Task goal:
Please render all the records below as a two-column CSV with the headers "prompt" and "answer," one row per record, each field quoted and with its line breaks replaced by spaces. Omit the pictures.
─── Materials provided
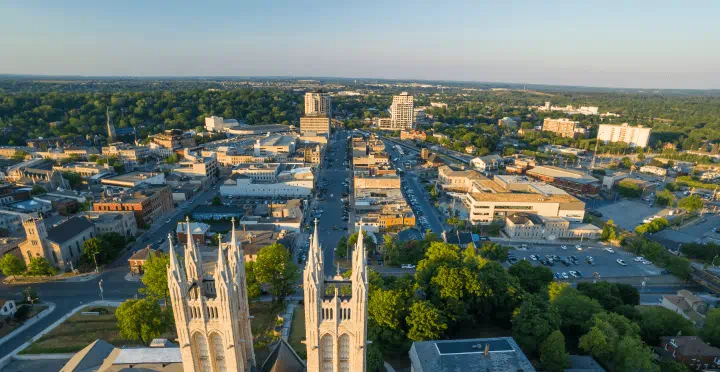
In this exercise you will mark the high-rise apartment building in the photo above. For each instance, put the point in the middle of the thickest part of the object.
(634, 136)
(317, 103)
(402, 111)
(564, 127)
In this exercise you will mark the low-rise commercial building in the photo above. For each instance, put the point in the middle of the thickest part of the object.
(315, 124)
(148, 202)
(569, 180)
(487, 162)
(530, 226)
(494, 200)
(60, 245)
(121, 222)
(133, 179)
(413, 134)
(651, 169)
(128, 155)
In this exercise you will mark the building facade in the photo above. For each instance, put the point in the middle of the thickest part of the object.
(315, 123)
(318, 103)
(563, 127)
(401, 111)
(211, 311)
(335, 324)
(634, 136)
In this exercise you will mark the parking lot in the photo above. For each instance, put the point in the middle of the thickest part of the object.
(605, 262)
(630, 213)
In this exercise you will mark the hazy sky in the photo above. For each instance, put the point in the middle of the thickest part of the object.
(632, 43)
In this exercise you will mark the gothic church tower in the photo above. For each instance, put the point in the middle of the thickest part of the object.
(211, 311)
(336, 325)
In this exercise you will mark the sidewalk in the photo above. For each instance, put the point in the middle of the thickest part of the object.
(57, 278)
(8, 358)
(28, 323)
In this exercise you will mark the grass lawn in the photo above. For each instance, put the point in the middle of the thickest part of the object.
(12, 325)
(78, 331)
(263, 327)
(297, 332)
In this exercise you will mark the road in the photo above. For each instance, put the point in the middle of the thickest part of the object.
(335, 173)
(69, 295)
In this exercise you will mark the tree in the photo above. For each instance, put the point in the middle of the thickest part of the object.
(710, 331)
(691, 203)
(534, 322)
(342, 247)
(532, 278)
(143, 319)
(275, 268)
(608, 233)
(155, 276)
(95, 249)
(576, 310)
(552, 353)
(656, 322)
(426, 322)
(633, 355)
(38, 190)
(11, 265)
(494, 251)
(251, 282)
(39, 266)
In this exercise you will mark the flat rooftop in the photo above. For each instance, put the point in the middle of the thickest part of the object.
(562, 173)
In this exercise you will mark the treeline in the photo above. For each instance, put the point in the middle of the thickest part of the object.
(28, 115)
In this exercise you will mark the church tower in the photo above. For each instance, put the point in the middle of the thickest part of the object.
(211, 312)
(336, 324)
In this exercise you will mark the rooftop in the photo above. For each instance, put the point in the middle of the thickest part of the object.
(562, 173)
(503, 354)
(68, 229)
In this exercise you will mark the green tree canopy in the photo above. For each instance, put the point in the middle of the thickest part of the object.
(275, 268)
(552, 353)
(155, 276)
(39, 266)
(143, 319)
(426, 322)
(11, 265)
(658, 321)
(692, 203)
(534, 322)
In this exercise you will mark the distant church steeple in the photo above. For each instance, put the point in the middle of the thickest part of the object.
(111, 128)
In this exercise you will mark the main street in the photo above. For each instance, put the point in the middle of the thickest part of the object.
(68, 295)
(335, 173)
──────
In response:
prompt,answer
"In this exercise you will mark the high-rise apartment building in the photo above. For each instance, put the point in the middle of the thickest part of the object.","(634, 136) (317, 103) (402, 111) (564, 127)"
"In this exercise you will mark the low-rise commercial building in the photo above. For each instance, put the point in the middle of the thickest part of the object.","(315, 124) (148, 202) (569, 180) (487, 162) (530, 226) (494, 200) (60, 245) (121, 222) (133, 179) (413, 134) (651, 169) (128, 155)"
"In this exercise you will mark the building facade in the photo above. For each instance, put the point in the middle of the thickest part of the object.","(315, 123) (318, 103) (563, 127) (401, 111) (211, 311) (335, 324) (634, 136)"
"In this exercise you will mark the parking lot in the photo above. For each instance, put the point in the middle of the thickest part of the object.","(605, 262) (630, 213)"
"In this exercise you will mark the hazy sky in the photo above. For each instance, put the point in the middle of the thickest part of the object.","(632, 43)"
"In this exercise you will mark the gothic church tower in the photo above. For each instance, put the point in the middle of the thickest part of the object.","(211, 311) (336, 325)"
"In this exercise you will mark the sidewalk in the photo above. For each instance, put the point in the middle of the thickest part of the object.","(57, 278) (8, 358) (28, 323)"
"In this exercise you will mark the grass lawn in the photo above. For each instance, put the point in the middle of the thickest part of the object.","(12, 325) (78, 331) (263, 327) (297, 332)"
"In this exercise you will mark the road in the photo above. For each instance, put the point in the middle of the thickest part of the object.","(335, 173) (69, 295)"
"In this exercise you will mark the tree in the photo above. For each instance, put the point in the middle of the thickest part of the object.","(710, 331) (691, 203) (534, 322) (342, 247) (532, 278) (143, 319) (275, 268) (608, 233) (155, 276) (95, 249) (576, 310) (552, 353) (656, 322) (426, 322) (633, 355) (38, 190) (11, 265) (494, 251) (251, 282) (39, 266)"
"In this exercise you will mark the flat rooftop in the photo above. For each instance, put the point in the middle of the thickest part of the object.","(562, 173)"
"In this exercise you will mark the treeline in the photo above. For each instance, put the point in the middle of the thickest part of the object.","(28, 115)"
"In this exercise you will mark the church tower in the photo above. For each instance, put the point in the middle of the thickest part of the object.","(211, 312) (336, 324)"
"In this exercise you will mark the rooftop in the photo above. For each instance, put the point in the middle of the thickest part of the object.","(562, 173) (503, 354) (68, 229)"
"In this exercise you will mark the green tree canopy in the photo above. For each instance, put the point in the middle of the thickest part of the object.","(275, 268) (552, 353) (155, 276) (39, 266) (143, 319) (426, 322) (11, 265) (658, 321) (692, 203) (534, 322)"
"In this exercise you will mark the distant church steeple in the photo above. For each instance, put the point in the middle of the thickest part of the object.","(111, 128)"
"In this exercise you will mark the main street in the photo above. For each instance, put the point in the middle of the thickest part of the object.","(68, 295) (335, 173)"